---------- Data for review
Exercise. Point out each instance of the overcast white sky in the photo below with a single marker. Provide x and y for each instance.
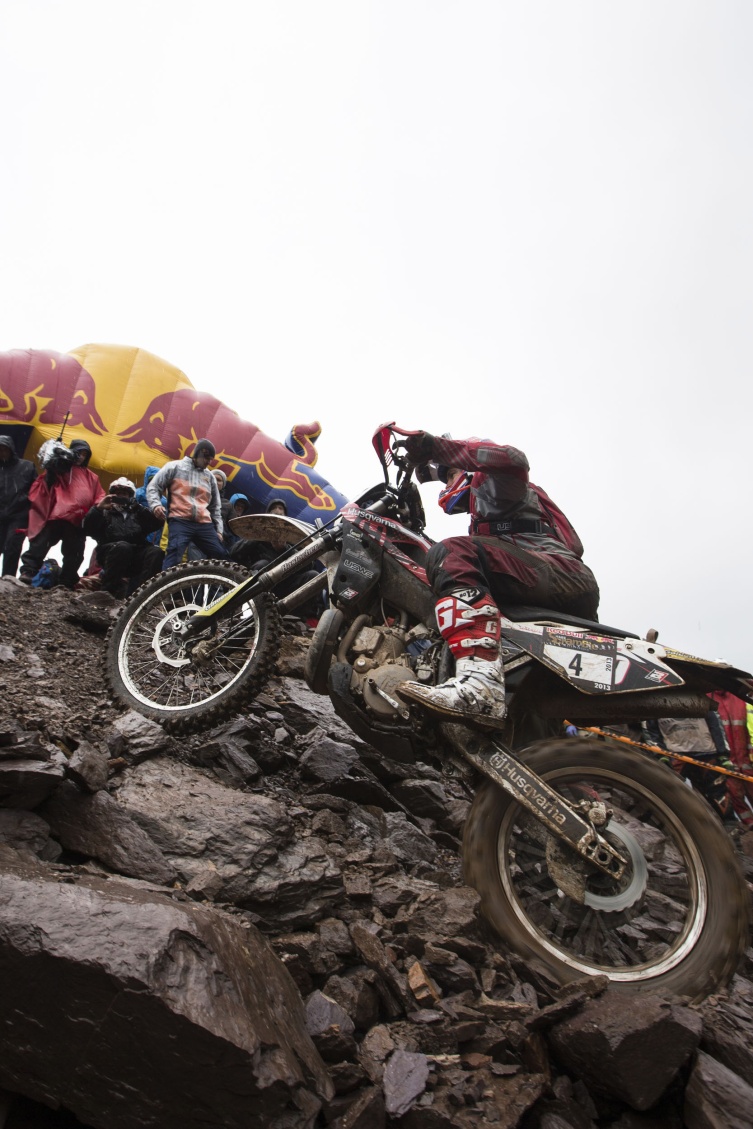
(530, 221)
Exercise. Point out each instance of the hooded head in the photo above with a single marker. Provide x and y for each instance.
(7, 449)
(122, 486)
(81, 452)
(203, 453)
(277, 506)
(241, 505)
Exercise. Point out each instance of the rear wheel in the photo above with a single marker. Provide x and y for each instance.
(190, 685)
(676, 921)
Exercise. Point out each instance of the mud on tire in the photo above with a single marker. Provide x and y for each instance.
(679, 920)
(189, 688)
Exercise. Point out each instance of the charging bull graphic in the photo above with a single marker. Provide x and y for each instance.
(134, 410)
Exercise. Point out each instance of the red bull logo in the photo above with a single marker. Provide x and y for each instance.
(296, 482)
(41, 387)
(257, 465)
(103, 387)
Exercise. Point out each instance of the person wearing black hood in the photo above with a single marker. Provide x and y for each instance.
(121, 528)
(16, 478)
(60, 499)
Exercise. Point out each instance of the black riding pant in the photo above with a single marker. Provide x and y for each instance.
(513, 575)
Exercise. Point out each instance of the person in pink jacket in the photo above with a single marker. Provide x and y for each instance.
(59, 500)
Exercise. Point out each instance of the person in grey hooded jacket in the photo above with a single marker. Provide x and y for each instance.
(16, 477)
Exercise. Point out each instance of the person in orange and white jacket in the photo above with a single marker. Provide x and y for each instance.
(193, 508)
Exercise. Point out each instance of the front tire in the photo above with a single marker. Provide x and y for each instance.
(190, 686)
(676, 924)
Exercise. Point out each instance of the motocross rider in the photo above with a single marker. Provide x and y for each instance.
(521, 550)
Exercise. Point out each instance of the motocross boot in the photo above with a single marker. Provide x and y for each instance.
(469, 622)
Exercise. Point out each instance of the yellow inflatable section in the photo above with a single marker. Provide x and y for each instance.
(136, 410)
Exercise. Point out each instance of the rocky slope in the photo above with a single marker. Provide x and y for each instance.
(266, 926)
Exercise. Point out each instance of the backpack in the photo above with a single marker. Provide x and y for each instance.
(558, 521)
(47, 576)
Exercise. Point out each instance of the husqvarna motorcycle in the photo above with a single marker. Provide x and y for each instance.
(588, 856)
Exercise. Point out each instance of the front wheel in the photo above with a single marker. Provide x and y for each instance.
(677, 920)
(189, 685)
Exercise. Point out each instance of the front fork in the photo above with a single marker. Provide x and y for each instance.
(578, 829)
(253, 586)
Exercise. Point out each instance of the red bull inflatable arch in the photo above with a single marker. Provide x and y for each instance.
(136, 410)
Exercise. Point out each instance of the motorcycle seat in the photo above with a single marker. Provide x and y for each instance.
(521, 614)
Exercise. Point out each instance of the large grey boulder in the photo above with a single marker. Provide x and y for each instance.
(130, 1008)
(247, 838)
(630, 1052)
(99, 826)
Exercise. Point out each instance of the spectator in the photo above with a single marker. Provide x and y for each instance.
(155, 537)
(236, 507)
(16, 477)
(220, 478)
(121, 528)
(703, 740)
(59, 500)
(193, 505)
(733, 715)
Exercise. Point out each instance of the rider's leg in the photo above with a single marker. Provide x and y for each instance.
(469, 621)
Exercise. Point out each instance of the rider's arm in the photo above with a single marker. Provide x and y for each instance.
(472, 454)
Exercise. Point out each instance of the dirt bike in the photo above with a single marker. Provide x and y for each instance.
(589, 857)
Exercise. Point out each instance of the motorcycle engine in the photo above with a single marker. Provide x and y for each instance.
(381, 662)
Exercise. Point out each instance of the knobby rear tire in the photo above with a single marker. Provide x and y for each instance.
(138, 649)
(505, 856)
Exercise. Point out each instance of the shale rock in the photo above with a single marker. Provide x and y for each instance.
(26, 831)
(631, 1053)
(716, 1097)
(101, 828)
(129, 1008)
(287, 883)
(88, 767)
(137, 738)
(25, 784)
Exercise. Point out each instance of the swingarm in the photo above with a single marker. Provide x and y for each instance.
(575, 826)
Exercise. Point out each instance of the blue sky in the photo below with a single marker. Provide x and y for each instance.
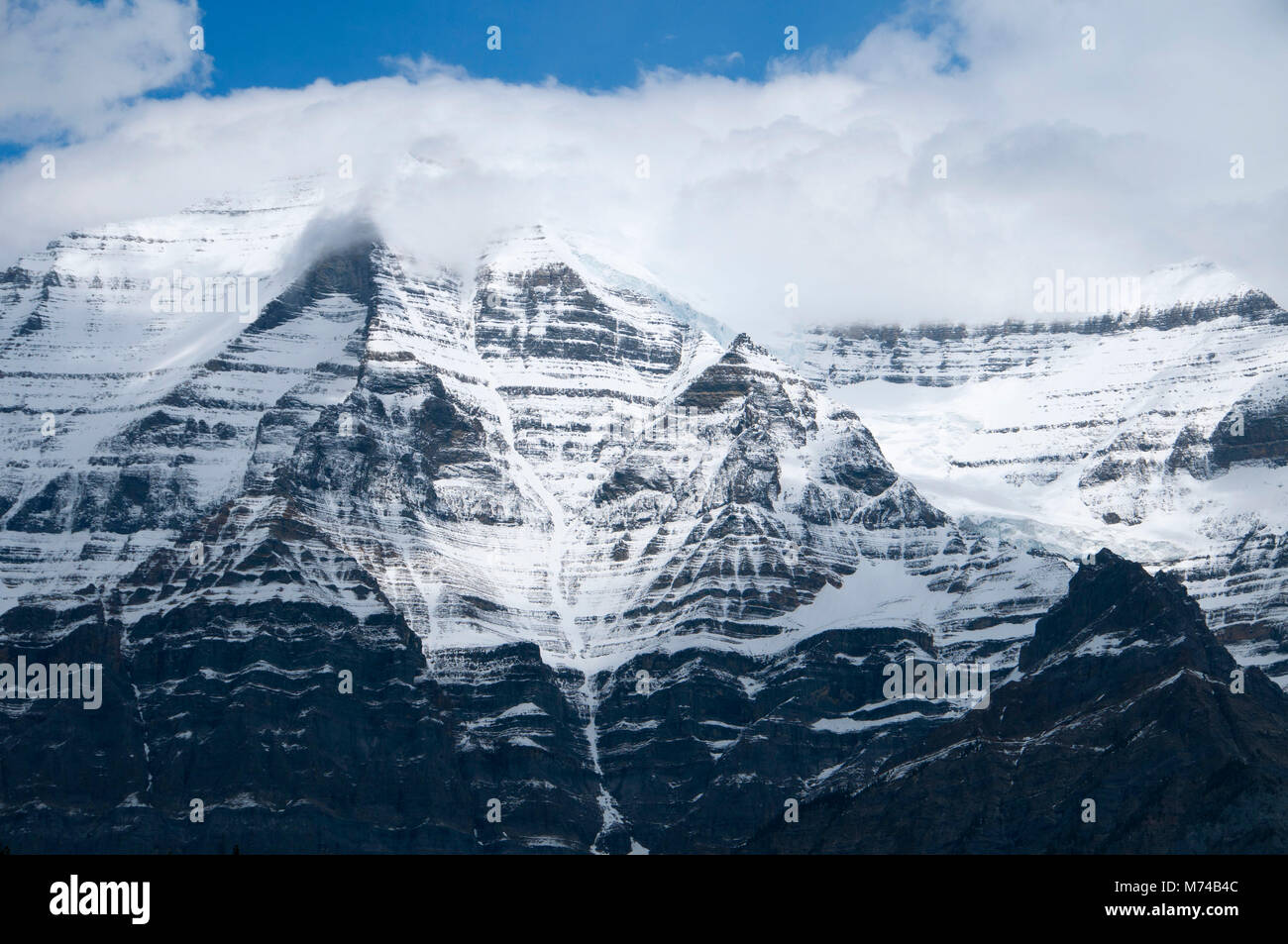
(588, 46)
--------------------
Task statement »
Would you please set down the data above again exactly, without its pictures?

Finished exercise »
Exercise. Point out each instance of the overcast white sky in the photo below with a single marker. Provide x and y for each instance.
(530, 221)
Exercise. Point out each instance of the hooded head in the photo above with a single marker. Provide x and y for each instance.
(7, 449)
(122, 486)
(81, 452)
(203, 453)
(277, 506)
(241, 505)
Exercise. Point out each instance of the rear wheel in the photo above with a single marker. Provide x and y for each instance.
(190, 685)
(676, 921)
Exercise. Point out each instance of the mud on tire in the photo above with a single marker. Provide x and y for each instance.
(679, 920)
(189, 688)
Exercise. Point out each instance of the charging bull graphic in the photo above with a single marker. Provide x and y for each instance.
(134, 410)
Exercise. Point out each instance of the red bull logo in the photo above with a single marker. Provide x and y for each instance.
(296, 482)
(41, 387)
(257, 465)
(103, 387)
Exercise. Point out each instance of the person wearing black hood in the photo above with a single marker. Provide x and y for each instance.
(121, 528)
(16, 478)
(60, 499)
Exercise. Point out each instance of the black riding pant in the photo above with a single marker. Provide x and y for each instance.
(513, 575)
Exercise. Point out each instance of the person in pink jacket in the photo above with a single marker. Provide x and y for each instance.
(59, 500)
Exercise. Point out each instance of the person in grey hooded jacket in the photo above with a single marker. Provide x and y for each instance.
(16, 477)
Exercise. Point out each instance of the person in orange and white jacket in the photo above with a single marker. Provide x and y for each instance.
(193, 508)
Exercise. Point out each instance of the front tire in the photo above with a single marker. Provide x and y for each instance.
(190, 686)
(676, 924)
Exercise. Point out each instance of the motocross rider in the photo above with a single marker. Provide x and y for each instance.
(521, 550)
Exercise. Point out each instance of the motocross boot in the photo above with a single marker. Provide x and y for each instance.
(469, 622)
Exercise. Point out each instance of the yellow inflatable section in the photo above with a single marker. Provide x and y for each instance.
(136, 410)
Exercise. Point out each instance of the rocky slope in the photo above with a single marker. Provide x and y for each instance.
(266, 926)
Exercise. Point out each instance of the backpack in the photo above with a single marker. Provide x and y for each instance.
(558, 521)
(47, 576)
Exercise. Point out each instance of the husqvarna motorcycle in the photo above with a single marker. Provide x and y for each instance.
(588, 856)
Exercise. Point out each instance of the front wheel in the photo above with a single marker. Provide x and y for each instance.
(677, 920)
(189, 685)
Exercise. Point out each instance of the front fork in the photo above with a single marker. Provide x and y for each instance.
(578, 829)
(253, 586)
Exercise. Point out each instance of the red bull inflatable arch in the photo above with a single marker. Provide x and y for each instance.
(136, 410)
Exercise. Point out each instance of the motorcycle seat in the photo above with a single marker. Provide x and y for each instance.
(521, 614)
Exercise. Point out each instance of the large grey boulder in the photo above with a single marker. Provide x and y for each instance.
(130, 1008)
(247, 838)
(630, 1052)
(99, 826)
Exercise. Point out each instance of the spectator in the photo above with a single marker. Provide x and y for each instance.
(155, 537)
(236, 507)
(16, 477)
(220, 478)
(121, 528)
(703, 740)
(59, 500)
(193, 505)
(733, 715)
Exercise. Point out each instance of the rider's leg in the photo above with a single marker. Provide x and y for each instance.
(469, 621)
Exercise. Point out each instance of the rider's arm in the photo above with a single marker. Provide x and y for each instance.
(472, 454)
Exercise. Point out each instance of the dirt bike in the photo above with a single marker. Provide x and y for each instance.
(589, 857)
Exercise. Point out each instance of the motorcycle engine in the photo above with a single marker. Provide x and y for each instance.
(381, 662)
Exercise. Point out each instance of the knobby rear tire in the photo above with a single marker. Provide x and y for each instance.
(138, 649)
(505, 856)
Exercise. Point out each instance of the shale rock in the photo above with a single marker. Provide x and y for each instance.
(26, 831)
(631, 1053)
(716, 1097)
(101, 828)
(129, 1008)
(287, 883)
(88, 767)
(137, 738)
(25, 784)
Exercise. Point out each instance of the swingarm in the photo above with a single marker. Provide x and y for each instance.
(575, 826)
Exercise. Point out each instance of the blue sky in the photo below with a single marker. Provide x and y for each instance.
(588, 46)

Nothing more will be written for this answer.